====== Given entries ======

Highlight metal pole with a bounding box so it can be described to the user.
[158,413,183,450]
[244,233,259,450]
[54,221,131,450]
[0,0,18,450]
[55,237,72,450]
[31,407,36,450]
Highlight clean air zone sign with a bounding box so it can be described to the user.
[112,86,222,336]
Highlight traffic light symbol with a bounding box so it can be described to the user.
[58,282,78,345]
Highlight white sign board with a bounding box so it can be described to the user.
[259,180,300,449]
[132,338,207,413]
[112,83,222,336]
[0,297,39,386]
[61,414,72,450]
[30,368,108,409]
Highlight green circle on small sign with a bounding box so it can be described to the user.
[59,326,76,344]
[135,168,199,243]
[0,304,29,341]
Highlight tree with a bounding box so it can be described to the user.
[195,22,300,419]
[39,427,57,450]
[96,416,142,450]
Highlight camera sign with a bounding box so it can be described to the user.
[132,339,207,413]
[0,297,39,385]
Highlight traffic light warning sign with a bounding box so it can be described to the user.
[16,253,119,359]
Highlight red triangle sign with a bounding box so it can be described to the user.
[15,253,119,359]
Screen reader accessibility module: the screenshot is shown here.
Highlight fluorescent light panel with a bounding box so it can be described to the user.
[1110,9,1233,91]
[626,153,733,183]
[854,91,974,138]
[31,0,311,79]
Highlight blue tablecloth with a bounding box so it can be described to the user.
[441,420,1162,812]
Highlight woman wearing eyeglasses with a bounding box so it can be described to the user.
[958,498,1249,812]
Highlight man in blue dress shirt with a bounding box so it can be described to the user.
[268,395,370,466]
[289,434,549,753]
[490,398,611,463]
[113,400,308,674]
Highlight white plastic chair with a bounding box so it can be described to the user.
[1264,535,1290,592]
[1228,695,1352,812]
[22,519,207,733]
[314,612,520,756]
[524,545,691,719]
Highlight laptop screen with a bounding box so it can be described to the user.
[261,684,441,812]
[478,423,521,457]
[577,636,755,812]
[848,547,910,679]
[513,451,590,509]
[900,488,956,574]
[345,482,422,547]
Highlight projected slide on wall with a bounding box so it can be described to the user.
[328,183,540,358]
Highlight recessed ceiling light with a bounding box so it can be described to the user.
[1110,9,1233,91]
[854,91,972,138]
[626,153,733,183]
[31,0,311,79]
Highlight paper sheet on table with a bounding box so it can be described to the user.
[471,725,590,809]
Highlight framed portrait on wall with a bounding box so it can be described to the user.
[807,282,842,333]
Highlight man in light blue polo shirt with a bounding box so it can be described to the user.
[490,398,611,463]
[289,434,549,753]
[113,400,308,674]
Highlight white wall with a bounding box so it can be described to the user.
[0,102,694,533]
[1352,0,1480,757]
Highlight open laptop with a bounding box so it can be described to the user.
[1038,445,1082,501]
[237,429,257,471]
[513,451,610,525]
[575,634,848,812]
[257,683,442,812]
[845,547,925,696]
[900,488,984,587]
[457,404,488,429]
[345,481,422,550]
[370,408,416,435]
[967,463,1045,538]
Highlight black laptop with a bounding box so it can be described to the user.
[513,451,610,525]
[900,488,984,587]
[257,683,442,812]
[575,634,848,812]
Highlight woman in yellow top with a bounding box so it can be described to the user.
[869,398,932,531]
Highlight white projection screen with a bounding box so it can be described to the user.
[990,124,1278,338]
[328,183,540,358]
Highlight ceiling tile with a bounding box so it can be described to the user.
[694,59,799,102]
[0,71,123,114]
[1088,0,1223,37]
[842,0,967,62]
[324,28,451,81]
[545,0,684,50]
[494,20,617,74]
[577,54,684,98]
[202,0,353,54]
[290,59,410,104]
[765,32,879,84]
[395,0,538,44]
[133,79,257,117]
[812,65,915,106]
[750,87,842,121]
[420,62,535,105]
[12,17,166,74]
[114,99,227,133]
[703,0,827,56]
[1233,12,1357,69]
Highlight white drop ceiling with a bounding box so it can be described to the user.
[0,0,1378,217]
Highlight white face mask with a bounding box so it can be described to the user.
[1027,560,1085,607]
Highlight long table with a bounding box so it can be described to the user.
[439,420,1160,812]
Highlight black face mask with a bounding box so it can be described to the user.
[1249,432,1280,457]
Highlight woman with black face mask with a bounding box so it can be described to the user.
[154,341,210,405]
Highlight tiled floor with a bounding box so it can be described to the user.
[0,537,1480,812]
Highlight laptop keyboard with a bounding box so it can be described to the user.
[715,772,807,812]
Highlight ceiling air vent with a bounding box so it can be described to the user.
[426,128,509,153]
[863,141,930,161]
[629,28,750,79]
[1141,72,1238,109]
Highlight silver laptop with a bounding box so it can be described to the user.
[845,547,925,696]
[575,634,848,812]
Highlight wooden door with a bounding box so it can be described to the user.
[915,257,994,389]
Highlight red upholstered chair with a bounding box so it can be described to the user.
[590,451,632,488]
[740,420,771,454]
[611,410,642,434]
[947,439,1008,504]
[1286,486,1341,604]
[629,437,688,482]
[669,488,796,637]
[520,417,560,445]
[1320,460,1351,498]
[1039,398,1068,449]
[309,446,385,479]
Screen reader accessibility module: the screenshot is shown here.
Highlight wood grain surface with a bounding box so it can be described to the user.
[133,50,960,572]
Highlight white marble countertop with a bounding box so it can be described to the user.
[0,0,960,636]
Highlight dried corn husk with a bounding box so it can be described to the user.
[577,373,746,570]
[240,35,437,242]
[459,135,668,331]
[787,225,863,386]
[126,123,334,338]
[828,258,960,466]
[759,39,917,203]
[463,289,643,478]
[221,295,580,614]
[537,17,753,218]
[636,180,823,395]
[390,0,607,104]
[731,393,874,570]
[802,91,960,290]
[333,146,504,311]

======

--- Given exercise ---
Format the lines above as a JSON list of strings, one string per line, omitting any blank lines.

--- Finished exercise ---
[
  "Highlight metal pole with a bounding box so it can be described to the user.",
  "[158,413,183,450]",
  "[244,233,259,450]",
  "[54,221,131,450]",
  "[0,0,18,450]",
  "[55,237,72,450]",
  "[31,407,36,450]",
  "Highlight clean air zone sign with a bounding box so it can be described to the user.",
  "[112,86,222,336]",
  "Highlight traffic light symbol with a bounding box so it can be described to the user.",
  "[58,282,78,345]",
  "Highlight white sign board with a bounding box so it can be described to the user.",
  "[259,180,300,449]",
  "[132,338,207,413]",
  "[112,83,222,336]",
  "[0,297,39,386]",
  "[61,414,72,450]",
  "[30,368,108,409]",
  "Highlight green circle on small sign with a bounding box so it can be described to the user.",
  "[59,326,76,344]",
  "[135,168,199,243]",
  "[0,304,29,341]",
  "Highlight tree with a bounding box so it can be described to the user.",
  "[195,22,300,419]",
  "[39,427,57,450]",
  "[96,416,142,450]",
  "Highlight camera sign with a bounding box so it can be described to the user.",
  "[132,339,207,413]",
  "[0,297,39,385]",
  "Highlight traffic light warning sign with a bounding box so it can be described to the user.",
  "[16,253,119,359]",
  "Highlight red triangle sign with a bounding box so it can be described to the user.",
  "[15,253,119,359]",
  "Screen reader accessibility module: the screenshot is shown here.",
  "Highlight fluorescent light panel with a bounding box so it can be described to the user.",
  "[1110,9,1233,91]",
  "[626,153,733,183]",
  "[854,91,974,138]",
  "[31,0,311,79]",
  "Highlight blue tablecloth with a bounding box so it can be described to the user.",
  "[441,420,1162,812]",
  "Highlight woman wearing eyeglasses with a bounding box so it can be described to the user.",
  "[958,498,1249,812]",
  "Highlight man in blue dress shirt with a bounding box so it can be described to the user.",
  "[268,395,370,466]",
  "[289,434,549,753]",
  "[490,398,611,463]",
  "[113,400,308,674]",
  "Highlight white plastic chair with a bounding box so it can be described to the user.",
  "[1264,535,1290,592]",
  "[1228,695,1352,812]",
  "[22,519,207,733]",
  "[314,612,520,756]",
  "[524,545,691,719]",
  "Highlight laptop screen with a bounding box so it can be described to the user.",
  "[261,684,441,812]",
  "[478,423,521,457]",
  "[577,636,755,812]",
  "[848,547,910,679]",
  "[513,451,590,509]",
  "[900,488,956,574]",
  "[345,482,422,547]",
  "Highlight projected slide on wall with a bounding box so it can be described to the user.",
  "[328,183,540,358]",
  "Highlight recessed ceiling light with a bounding box so it can be described to the user.",
  "[1110,9,1233,91]",
  "[854,91,972,138]",
  "[626,153,733,183]",
  "[31,0,311,79]",
  "Highlight paper sheet on table with a bounding box so it can be described to the user.",
  "[471,725,590,809]",
  "Highlight framed portrait on wall with a bounding box so it can be described to the user.",
  "[807,282,842,333]",
  "Highlight man in light blue polo shirt with a bounding box so it can be described to the user.",
  "[490,398,611,463]",
  "[289,434,549,753]",
  "[113,400,308,674]",
  "Highlight white wall with a bounding box so it can be described to the user.",
  "[0,102,694,533]",
  "[1352,0,1480,757]",
  "Highlight open laptop with a bounding box so it can be described to the user.",
  "[1038,445,1082,501]",
  "[237,429,257,471]",
  "[513,451,610,525]",
  "[575,634,848,812]",
  "[257,683,442,812]",
  "[845,547,925,696]",
  "[900,488,984,587]",
  "[457,404,488,429]",
  "[345,481,422,550]",
  "[370,408,416,435]",
  "[967,463,1045,538]",
  "Highlight black laptop with a bounding box so it can be described to the user.",
  "[513,451,610,525]",
  "[900,488,984,587]",
  "[257,683,442,812]",
  "[575,634,848,812]",
  "Highlight woman in yellow top with a bounding box so it can be described to the user.",
  "[869,398,932,531]",
  "Highlight white projection screen with a bounding box so it can be described to the user.",
  "[990,124,1278,338]",
  "[328,183,540,358]",
  "Highlight ceiling tile with a bounding box so it can be described to the user.",
  "[694,59,799,102]",
  "[0,71,123,114]",
  "[1088,0,1223,37]",
  "[842,0,967,62]",
  "[324,28,451,81]",
  "[545,0,684,50]",
  "[494,20,617,74]",
  "[577,54,684,98]",
  "[202,0,353,54]",
  "[290,59,410,104]",
  "[765,32,879,84]",
  "[395,0,538,44]",
  "[133,79,257,117]",
  "[812,65,915,106]",
  "[750,87,842,121]",
  "[420,62,535,105]",
  "[12,17,166,74]",
  "[114,99,227,133]",
  "[703,0,827,56]",
  "[1233,12,1357,69]",
  "Highlight white drop ceiling with a bounding box so it can be described to the user.",
  "[0,0,1378,217]",
  "Highlight white face mask with a bounding box so it can be described to the user.",
  "[1027,560,1085,607]",
  "Highlight long table with a bounding box so it can be described to the user.",
  "[439,420,1160,812]",
  "Highlight black face mask with a bounding box so it can be described to the user.",
  "[1249,432,1280,457]",
  "Highlight woman with black face mask with a bounding box so it can be described to the user.",
  "[154,341,210,405]",
  "Highlight tiled floor with a bounding box so it can be described to the user.",
  "[0,537,1480,812]",
  "Highlight laptop keyboard with a bounding box so it can be described to the user.",
  "[715,772,807,812]",
  "Highlight ceiling air vent with a bounding box so it can be described to the user.",
  "[426,128,509,153]",
  "[863,141,930,161]",
  "[629,28,750,79]",
  "[1141,72,1238,109]",
  "Highlight silver laptop with a bounding box so it can be described to the user.",
  "[845,547,925,696]",
  "[575,634,848,812]",
  "Highlight wooden door with a bounding box so it can be described to the user.",
  "[915,257,994,389]",
  "Highlight red upholstered chair with a bounding box so it can be described to the user.",
  "[590,451,632,488]",
  "[740,420,771,454]",
  "[611,410,642,434]",
  "[947,439,1008,504]",
  "[1286,486,1341,604]",
  "[629,437,688,482]",
  "[669,488,796,637]",
  "[520,417,560,445]",
  "[1320,460,1351,498]",
  "[1039,398,1068,449]",
  "[309,446,385,479]",
  "Screen reader accessibility module: the screenshot is shown here.",
  "Highlight wood grain surface with a bounding box so it can be described to the user.",
  "[133,50,960,572]",
  "Highlight white marble countertop with a bounding box so it can be described to the user.",
  "[0,0,960,636]",
  "Highlight dried corn husk with a bounding box so it can be described to the user.",
  "[577,373,746,570]",
  "[240,35,437,242]",
  "[459,135,668,331]",
  "[787,225,863,386]",
  "[126,123,334,338]",
  "[828,258,960,466]",
  "[759,39,917,203]",
  "[463,289,643,478]",
  "[221,295,580,614]",
  "[537,17,753,218]",
  "[636,180,823,395]",
  "[390,0,607,104]",
  "[731,393,874,570]",
  "[802,91,960,290]",
  "[333,146,504,311]"
]